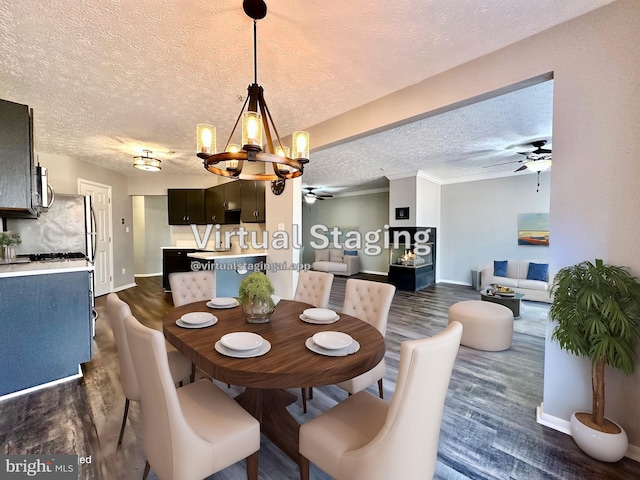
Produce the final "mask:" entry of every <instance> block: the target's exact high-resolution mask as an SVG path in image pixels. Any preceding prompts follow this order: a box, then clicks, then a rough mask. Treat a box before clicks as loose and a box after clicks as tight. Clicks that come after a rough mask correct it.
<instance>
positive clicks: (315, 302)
mask: <svg viewBox="0 0 640 480" xmlns="http://www.w3.org/2000/svg"><path fill="white" fill-rule="evenodd" d="M332 285H333V273H326V272H314V271H305V270H302V271H301V272H300V273H299V274H298V283H297V285H296V292H295V294H294V296H293V299H294V300H295V301H297V302H304V303H308V304H309V305H313V306H314V307H316V308H327V305H329V296H330V295H331V286H332ZM301 397H302V411H303V412H304V413H307V389H306V388H304V387H303V388H302V389H301ZM308 397H309V398H313V390H312V389H311V388H309V393H308Z"/></svg>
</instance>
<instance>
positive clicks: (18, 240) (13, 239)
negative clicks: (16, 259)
mask: <svg viewBox="0 0 640 480" xmlns="http://www.w3.org/2000/svg"><path fill="white" fill-rule="evenodd" d="M21 243H22V239H21V238H20V234H19V233H15V232H0V246H2V249H1V250H0V259H1V260H11V259H12V258H15V256H16V251H15V248H13V247H14V246H15V245H20V244H21Z"/></svg>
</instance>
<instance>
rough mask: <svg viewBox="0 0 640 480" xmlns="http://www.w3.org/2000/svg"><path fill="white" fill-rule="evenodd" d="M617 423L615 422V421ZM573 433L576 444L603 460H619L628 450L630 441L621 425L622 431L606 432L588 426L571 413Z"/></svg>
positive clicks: (571, 433) (620, 429)
mask: <svg viewBox="0 0 640 480" xmlns="http://www.w3.org/2000/svg"><path fill="white" fill-rule="evenodd" d="M613 423H615V422H613ZM569 424H570V426H571V435H572V436H573V439H574V440H575V442H576V444H577V445H578V446H579V447H580V448H581V449H582V451H583V452H584V453H586V454H587V455H589V456H590V457H593V458H595V459H596V460H600V461H601V462H617V461H618V460H620V459H621V458H622V457H624V454H625V453H626V452H627V446H628V444H629V441H628V439H627V434H626V433H625V431H624V430H623V429H622V427H620V425H618V424H617V423H616V425H618V427H620V433H617V434H613V433H604V432H600V431H598V430H594V429H593V428H591V427H588V426H586V425H585V424H584V423H582V422H580V420H578V419H577V418H576V414H575V413H574V414H572V415H571V420H570V422H569Z"/></svg>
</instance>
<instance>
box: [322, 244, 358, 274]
mask: <svg viewBox="0 0 640 480" xmlns="http://www.w3.org/2000/svg"><path fill="white" fill-rule="evenodd" d="M344 252H345V251H344V250H342V249H338V248H324V249H319V250H316V251H315V261H314V262H313V264H312V265H311V268H312V269H313V270H317V271H319V272H328V273H333V274H334V275H344V276H348V277H350V276H351V275H355V274H356V273H360V258H358V255H345V253H344Z"/></svg>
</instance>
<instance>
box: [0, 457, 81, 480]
mask: <svg viewBox="0 0 640 480" xmlns="http://www.w3.org/2000/svg"><path fill="white" fill-rule="evenodd" d="M0 478H1V479H2V480H4V479H7V480H12V479H16V480H18V479H29V478H46V479H47V480H77V479H78V455H0Z"/></svg>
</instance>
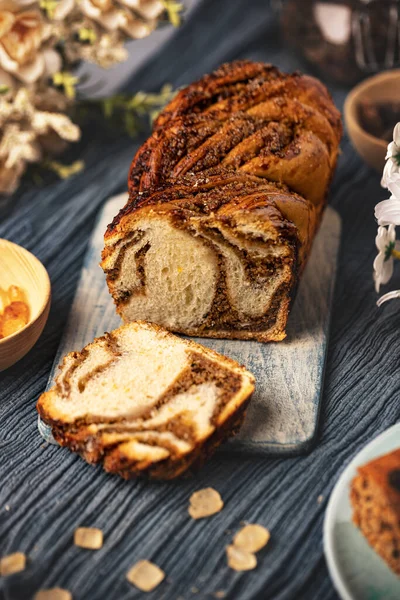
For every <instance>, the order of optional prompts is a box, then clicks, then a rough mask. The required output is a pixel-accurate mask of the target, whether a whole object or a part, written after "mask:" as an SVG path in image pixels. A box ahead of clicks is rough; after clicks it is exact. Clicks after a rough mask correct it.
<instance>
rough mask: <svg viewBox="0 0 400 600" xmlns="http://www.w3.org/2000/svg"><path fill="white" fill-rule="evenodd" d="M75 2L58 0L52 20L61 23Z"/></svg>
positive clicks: (70, 0)
mask: <svg viewBox="0 0 400 600" xmlns="http://www.w3.org/2000/svg"><path fill="white" fill-rule="evenodd" d="M74 5H75V0H58V2H57V6H56V7H55V9H54V13H53V19H54V20H55V21H62V20H63V19H65V17H66V16H67V15H69V13H70V12H71V10H72V9H73V8H74Z"/></svg>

•••

§ AIM OF THE EXERCISE
Show every line of the entries above where the word "image" occurs.

§ WRITTEN SOLUTION
Produce the final "mask:" entry of every <instance> block: the target's exact high-resolution mask as an SVG path in image pixels. Any preceding prompts follow this order: a box, then clicks, then a rough mask. Treat a box before clicks as loose and a box after clicks as tight. Clicks that come after a rough mask correct it.
For every <instance>, the order of optional prompts is a box, then clicks, then a rough mask. The required output is a pixel-accurate mask of the target, whether a whole object or a part, written after "mask:" as an SVG path in image pixels. A box ahead of clicks is rough; after clicks it is exact. Clicks after a rough mask correct it.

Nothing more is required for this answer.